Text extract:
* BEGIN *
Select Committee on Office of the Deputy Prime Minister: Housing, Planning, Local Government and the Regions Written Evidence


Memorandum from the Network of Residents' Associations (RL 03)

PREAMBLE

  We report on the implementation of the Licensing Act 2003 as experienced by residents all over England, who are members of this organisation. There are members from large cities such as Norwich, market towns such as Shrewsbury and from small towns and villages in various parts of the country. The experience is varied, presumably a consequence of devolving the detailed policy of implementation to each of the separate Licensing Authorities with no central control apart from the Guidance document to limit the interpretation of the Act itself. Some like Norwich report an excellent service with few problems but the majority are highly critical of the manner in which the Act is being implemented.

EXPERIENCE

  The variations derive from several factors.

Licensing Policy—cumulative impact

  1.  In cities with a dense collection of licensed premises, it has proved possible to include in the local Licensing Policy a strongly worded policy on "cumulative impact" related to certain areas. This has allowed Licensing Authorities to respond to representations with firm policies so that adequate restrictions to protect the environment can be imposed. It was much easier to refuse extensions of hours and impose noise controls on premises in areas of "cumulative impact".
* END *
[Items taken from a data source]
* BEGIN *
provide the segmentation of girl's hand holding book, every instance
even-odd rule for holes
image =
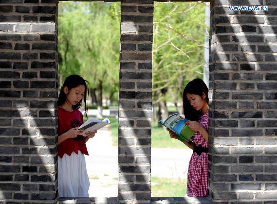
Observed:
[[[86,139],[85,139],[85,142],[86,142],[87,140],[89,140],[89,139],[92,138],[94,137],[95,136],[95,134],[97,132],[97,131],[95,130],[93,132],[92,132],[91,131],[89,131],[88,132],[86,133],[85,134],[86,134]]]
[[[85,130],[77,129],[79,128],[78,127],[76,128],[71,128],[66,132],[68,138],[75,138],[78,135],[82,133]]]
[[[167,130],[168,130],[169,132],[169,135],[170,135],[170,137],[171,138],[174,138],[175,139],[178,139],[178,138],[175,136],[175,133],[174,131],[172,131],[171,129],[167,128]]]
[[[185,124],[191,130],[194,131],[199,131],[202,128],[203,128],[201,125],[196,121],[186,121],[185,122]]]

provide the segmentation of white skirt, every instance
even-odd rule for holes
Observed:
[[[60,197],[88,197],[90,187],[85,156],[78,150],[70,156],[58,156],[58,188]]]

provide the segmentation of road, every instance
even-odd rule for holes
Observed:
[[[86,143],[85,156],[90,179],[90,197],[117,196],[118,147],[112,146],[108,126],[98,131]],[[151,176],[186,178],[192,150],[187,149],[152,148]]]

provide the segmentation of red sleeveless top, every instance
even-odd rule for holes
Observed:
[[[67,132],[73,128],[80,126],[84,123],[83,115],[81,112],[74,109],[72,112],[68,111],[58,107],[58,136]],[[75,138],[68,138],[58,145],[58,156],[62,158],[63,155],[69,156],[73,152],[78,154],[80,150],[82,154],[88,155],[85,137],[78,135]]]

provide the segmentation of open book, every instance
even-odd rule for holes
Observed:
[[[79,127],[78,129],[85,129],[85,131],[79,135],[86,137],[86,133],[87,133],[89,131],[93,132],[108,124],[110,124],[110,120],[108,118],[105,118],[102,121],[101,121],[91,117]]]
[[[159,123],[175,132],[179,140],[188,142],[192,141],[191,137],[195,132],[185,124],[186,121],[189,121],[176,113],[170,116],[164,122],[160,121]]]

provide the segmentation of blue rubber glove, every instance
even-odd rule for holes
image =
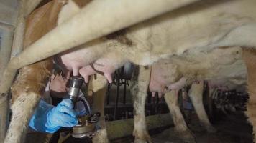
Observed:
[[[53,133],[61,127],[73,127],[78,121],[73,107],[73,102],[69,99],[63,99],[57,107],[41,100],[30,119],[29,127],[36,131],[47,133]]]

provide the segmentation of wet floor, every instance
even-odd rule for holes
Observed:
[[[197,143],[252,143],[252,127],[247,123],[246,117],[242,112],[237,112],[223,117],[221,120],[214,124],[217,129],[216,133],[208,133],[199,125],[199,122],[191,120],[189,127],[192,131]],[[179,137],[173,127],[157,134],[152,134],[155,143],[184,143],[195,142],[184,142],[182,137]],[[126,138],[112,141],[112,143],[130,143],[132,138]]]

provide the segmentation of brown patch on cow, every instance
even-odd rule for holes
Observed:
[[[80,8],[82,8],[90,3],[92,0],[73,0]]]
[[[250,95],[247,105],[248,121],[253,126],[253,133],[256,133],[256,50],[243,48],[243,59],[247,69],[247,88]],[[254,138],[254,142],[256,142]]]
[[[26,48],[56,26],[58,15],[65,0],[54,0],[35,9],[28,17],[25,29],[24,47]],[[47,81],[51,74],[52,60],[48,58],[19,70],[12,87],[13,102],[21,93],[42,95]]]
[[[114,32],[112,34],[110,34],[107,36],[106,36],[106,38],[107,39],[115,39],[117,40],[119,43],[127,45],[128,46],[132,46],[132,40],[129,39],[127,36],[127,29],[122,29],[119,30],[118,31]]]

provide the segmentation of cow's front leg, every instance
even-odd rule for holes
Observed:
[[[135,143],[152,142],[147,130],[145,115],[145,103],[150,79],[151,68],[136,66],[131,81],[131,94],[133,96],[134,112],[134,129],[133,136]]]
[[[185,122],[183,116],[180,112],[180,107],[178,102],[178,90],[172,90],[165,93],[165,99],[168,106],[170,112],[173,117],[173,123],[175,125],[175,130],[177,132],[179,137],[186,142],[196,142],[196,139],[188,128]]]
[[[197,116],[199,118],[200,123],[206,128],[209,132],[216,132],[216,129],[211,125],[204,107],[203,104],[204,81],[193,82],[189,90],[188,95],[192,100]]]

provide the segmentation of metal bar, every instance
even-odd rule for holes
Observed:
[[[127,98],[127,79],[124,79],[124,97],[123,97],[123,104],[126,104],[126,98]]]
[[[111,84],[108,84],[108,92],[106,93],[106,104],[109,105]]]
[[[115,99],[115,104],[114,104],[114,119],[116,119],[116,113],[117,113],[117,108],[118,108],[118,100],[119,98],[119,88],[120,88],[120,79],[119,77],[116,76],[116,99]]]
[[[13,58],[3,76],[4,82],[1,83],[0,93],[8,92],[17,70],[24,66],[198,1],[94,0],[69,21],[63,22]]]

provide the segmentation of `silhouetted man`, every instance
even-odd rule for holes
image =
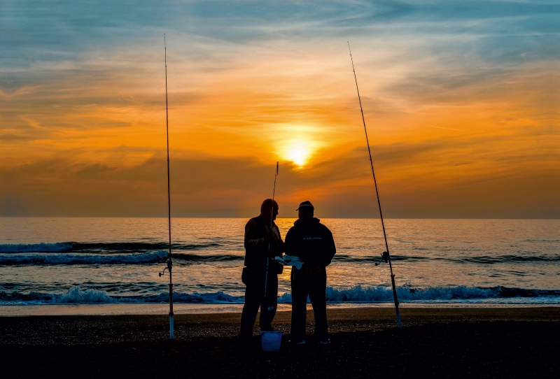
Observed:
[[[278,203],[267,199],[260,206],[260,215],[249,220],[245,226],[245,267],[241,280],[245,289],[245,305],[241,315],[239,339],[246,343],[253,336],[253,327],[260,308],[260,330],[274,330],[272,322],[276,314],[278,296],[278,274],[284,266],[274,261],[282,257],[284,242],[274,220],[278,215]],[[270,228],[270,217],[272,228]],[[269,258],[272,258],[269,260]],[[265,279],[269,260],[268,279],[265,297]]]
[[[336,254],[330,231],[314,216],[311,201],[300,204],[298,220],[286,235],[286,255],[303,262],[300,270],[292,267],[292,342],[305,343],[307,296],[315,314],[315,334],[319,343],[330,343],[327,329],[327,289],[326,267]]]

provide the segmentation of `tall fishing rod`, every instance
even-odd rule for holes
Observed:
[[[270,227],[269,230],[272,231],[272,217],[274,214],[274,194],[276,194],[276,178],[278,177],[278,163],[276,162],[276,173],[274,174],[274,187],[272,190],[272,208],[270,210]],[[267,298],[267,287],[268,285],[268,262],[270,262],[270,242],[268,243],[269,256],[267,257],[267,270],[266,276],[265,276],[265,299]]]
[[[171,259],[171,190],[169,190],[169,115],[167,107],[167,45],[165,43],[165,34],[163,35],[163,46],[165,56],[165,129],[167,132],[167,222],[169,228],[169,253],[167,255],[167,266],[159,273],[160,277],[169,271],[169,339],[173,339],[173,276],[172,267],[173,262]]]
[[[370,154],[370,164],[372,166],[372,174],[373,175],[373,183],[375,185],[375,194],[377,195],[377,205],[379,206],[379,217],[381,217],[381,225],[383,227],[383,237],[385,238],[385,248],[386,251],[382,254],[382,259],[385,263],[388,262],[391,269],[391,283],[393,285],[393,297],[395,299],[395,310],[397,313],[397,327],[400,325],[400,313],[398,310],[398,299],[397,299],[397,287],[395,285],[395,274],[393,273],[393,266],[391,264],[391,256],[389,255],[389,245],[387,243],[387,234],[385,233],[385,223],[383,221],[383,213],[381,211],[381,201],[379,201],[379,192],[377,190],[377,180],[375,180],[375,171],[373,170],[373,160],[372,159],[372,150],[370,149],[370,140],[368,138],[368,129],[365,127],[365,118],[363,117],[363,108],[362,108],[362,99],[360,98],[360,90],[358,89],[358,79],[356,77],[356,69],[354,69],[354,61],[352,59],[352,50],[350,50],[350,43],[348,43],[348,51],[350,52],[350,60],[352,62],[352,71],[354,73],[354,80],[356,81],[356,90],[358,92],[358,101],[360,102],[360,110],[362,113],[362,122],[363,122],[363,131],[365,132],[365,142],[368,144],[368,152]],[[375,264],[377,266],[379,264]]]

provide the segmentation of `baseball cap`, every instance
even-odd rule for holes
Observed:
[[[300,203],[300,208],[296,209],[296,210],[300,210],[300,209],[301,209],[302,207],[308,207],[308,206],[310,206],[312,208],[315,208],[314,206],[313,206],[313,204],[311,203],[311,201],[309,201],[309,200],[307,200],[307,201],[304,201],[302,203]]]

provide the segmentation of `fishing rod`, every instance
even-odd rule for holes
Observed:
[[[354,69],[354,61],[352,59],[352,50],[350,50],[350,43],[348,43],[348,51],[350,52],[350,61],[352,62],[352,71],[354,73],[354,80],[356,81],[356,90],[358,92],[358,101],[360,102],[360,110],[362,113],[362,122],[363,122],[363,131],[365,132],[365,142],[368,144],[368,152],[370,154],[370,164],[372,166],[372,174],[373,175],[373,183],[375,185],[375,194],[377,195],[377,205],[379,206],[379,217],[381,217],[381,225],[383,227],[383,237],[385,238],[385,248],[386,251],[381,255],[382,259],[385,263],[388,262],[391,269],[391,283],[393,285],[393,297],[395,299],[395,310],[397,313],[397,327],[400,325],[400,313],[398,310],[398,299],[397,299],[397,287],[395,285],[395,274],[393,273],[393,266],[391,264],[391,256],[389,255],[389,245],[387,243],[387,234],[385,233],[385,223],[383,221],[383,213],[381,211],[381,201],[379,201],[379,192],[377,190],[377,180],[375,180],[375,171],[373,170],[373,160],[372,159],[372,150],[370,149],[370,140],[368,138],[368,129],[365,127],[365,118],[363,117],[363,108],[362,108],[362,99],[360,98],[360,90],[358,89],[358,79],[356,77],[356,69]],[[379,261],[381,262],[381,261]],[[375,266],[379,264],[376,263]]]
[[[276,194],[276,178],[278,177],[278,163],[276,162],[276,173],[274,174],[274,187],[272,190],[272,208],[270,210],[270,227],[269,230],[272,232],[272,217],[274,214],[274,194]],[[268,251],[270,252],[270,242],[268,243]],[[270,257],[267,257],[267,271],[266,271],[266,276],[265,276],[265,299],[267,298],[267,287],[268,285],[268,262],[270,262]]]
[[[163,35],[163,46],[165,56],[165,129],[167,132],[167,222],[169,228],[169,253],[167,255],[167,266],[159,273],[161,278],[165,270],[169,272],[169,339],[174,338],[173,334],[173,276],[172,267],[173,262],[171,259],[171,191],[169,190],[169,116],[167,107],[167,45],[165,43],[165,34]]]

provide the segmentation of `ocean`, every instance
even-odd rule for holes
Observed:
[[[174,218],[174,301],[241,304],[246,219]],[[294,219],[279,219],[284,237]],[[381,223],[324,219],[330,304],[393,301]],[[402,305],[560,305],[560,220],[386,220]],[[164,303],[167,218],[0,217],[0,306]],[[290,302],[290,269],[279,303]]]

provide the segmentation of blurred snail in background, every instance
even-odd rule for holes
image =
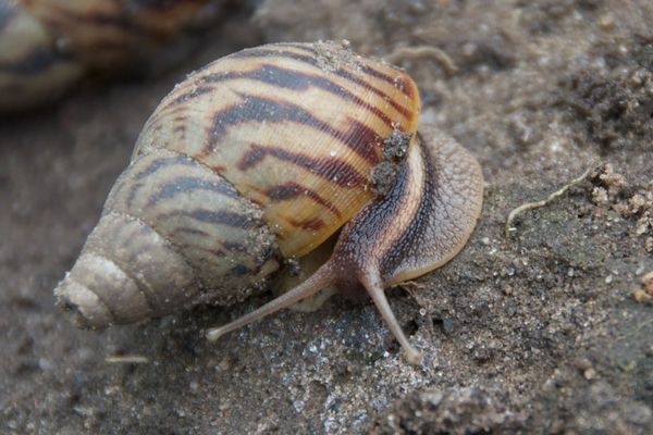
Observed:
[[[335,42],[273,44],[207,65],[146,122],[127,169],[54,290],[79,327],[137,322],[261,291],[284,259],[305,282],[209,339],[335,285],[369,295],[419,360],[384,288],[452,259],[481,211],[476,159],[420,126],[414,80]]]
[[[144,61],[208,0],[0,0],[0,112],[51,101],[90,71]]]

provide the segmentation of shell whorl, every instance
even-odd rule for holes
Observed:
[[[419,107],[405,72],[340,45],[261,46],[177,85],[134,156],[193,156],[261,207],[285,257],[300,257],[373,198],[383,140],[414,134]]]
[[[0,0],[0,111],[53,100],[89,70],[143,66],[206,2]]]
[[[209,64],[147,121],[59,304],[100,328],[245,298],[374,198],[384,142],[412,142],[419,104],[407,74],[332,42]]]
[[[158,150],[120,176],[56,295],[74,324],[102,328],[233,303],[278,269],[276,257],[256,206],[201,163]]]

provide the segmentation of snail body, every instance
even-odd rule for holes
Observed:
[[[90,71],[126,67],[206,2],[0,0],[0,112],[50,101]]]
[[[90,328],[230,304],[344,225],[311,277],[209,338],[335,284],[367,290],[415,360],[383,288],[454,257],[482,198],[476,160],[417,133],[419,104],[406,73],[331,42],[209,64],[146,122],[58,303]]]

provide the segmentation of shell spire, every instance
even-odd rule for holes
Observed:
[[[207,65],[147,121],[58,303],[101,328],[244,299],[374,198],[384,141],[414,142],[419,105],[405,72],[333,42]]]

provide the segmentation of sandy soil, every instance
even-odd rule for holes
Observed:
[[[380,3],[263,1],[174,71],[85,83],[0,121],[0,433],[651,433],[653,4]],[[67,324],[52,288],[160,98],[220,55],[318,38],[391,55],[421,89],[422,121],[483,166],[467,248],[390,291],[422,366],[406,363],[372,306],[337,297],[215,345],[204,328],[270,295],[101,334]],[[456,70],[397,51],[418,46]],[[512,209],[588,167],[504,236]]]

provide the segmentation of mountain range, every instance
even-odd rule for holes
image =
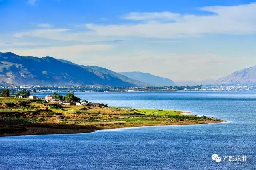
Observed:
[[[119,74],[126,76],[130,78],[140,80],[150,84],[152,86],[175,86],[176,85],[170,79],[164,77],[154,76],[149,73],[145,73],[139,71],[126,72],[119,72]]]
[[[217,80],[218,84],[256,84],[256,66],[236,71]]]
[[[0,82],[56,86],[152,85],[102,67],[79,65],[49,56],[21,56],[11,52],[0,52]]]

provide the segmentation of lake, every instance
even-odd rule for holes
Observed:
[[[37,95],[44,97],[47,94],[51,93]],[[76,92],[75,95],[82,100],[110,106],[186,110],[228,121],[79,134],[1,137],[0,169],[256,168],[255,92]],[[212,160],[214,154],[222,158],[220,162]],[[231,160],[232,156],[246,156],[244,161]],[[223,161],[226,156],[230,156],[230,161]]]

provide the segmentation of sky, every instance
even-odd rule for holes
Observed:
[[[182,82],[256,64],[256,2],[0,0],[0,51]]]

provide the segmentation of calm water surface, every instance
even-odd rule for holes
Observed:
[[[256,169],[256,92],[75,94],[109,106],[188,110],[228,121],[2,137],[0,169]],[[246,156],[247,162],[217,163],[214,154]]]

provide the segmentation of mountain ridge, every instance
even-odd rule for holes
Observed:
[[[119,73],[130,78],[132,78],[135,80],[140,80],[142,82],[151,84],[152,86],[163,86],[176,85],[171,79],[155,76],[148,73],[132,71],[122,72]]]
[[[128,78],[127,79],[130,80]],[[4,83],[23,85],[97,84],[116,86],[140,85],[133,83],[132,80],[127,82],[124,80],[111,74],[104,78],[100,77],[92,70],[88,70],[66,60],[57,59],[49,56],[40,58],[21,56],[10,52],[0,52],[0,82]]]
[[[219,85],[256,84],[256,65],[235,71],[217,80]]]

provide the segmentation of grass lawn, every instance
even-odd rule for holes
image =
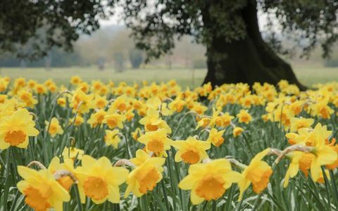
* END *
Short exercise 1:
Set down word for word the passage of the licensing memorandum from "We report on" up to and including "from several factors.".
Short exercise 2:
From the records, pull out unchanged the lines running from the line with "provide the segmentation of lake, every" up to and including the line with "[[[182,82],[256,64],[256,2],[0,0],[0,51]]]".

Exercise answer 1:
We report on the implementation of the Licensing Act 2003 as experienced by residents all over England, who are members of this organisation. There are members from large cities such as Norwich, market towns such as Shrewsbury and from small towns and villages in various parts of the country. The experience is varied, presumably a consequence of devolving the detailed policy of implementation to each of the separate Licensing Authorities with no central control apart from the Guidance document to limit the interpretation of the Act itself. Some like Norwich report an excellent service with few problems but the majority are highly critical of the manner in which the Act is being implemented.

EXPERIENCE

  The variations derive from several factors.

Exercise answer 2:
provide the segmentation of lake, every instance
even-odd rule for holes
Observed:
[[[37,95],[44,97],[47,94],[51,93]],[[76,92],[75,95],[82,100],[110,106],[186,110],[228,121],[79,134],[1,137],[0,169],[256,168],[255,92]],[[212,160],[214,154],[222,158],[220,162]],[[231,160],[232,156],[246,156],[244,161]],[[223,161],[226,156],[230,156],[230,161]]]

provide the segmentation of sky, every instance
even-odd rule for holes
Observed:
[[[182,82],[256,64],[256,2],[0,0],[0,51]]]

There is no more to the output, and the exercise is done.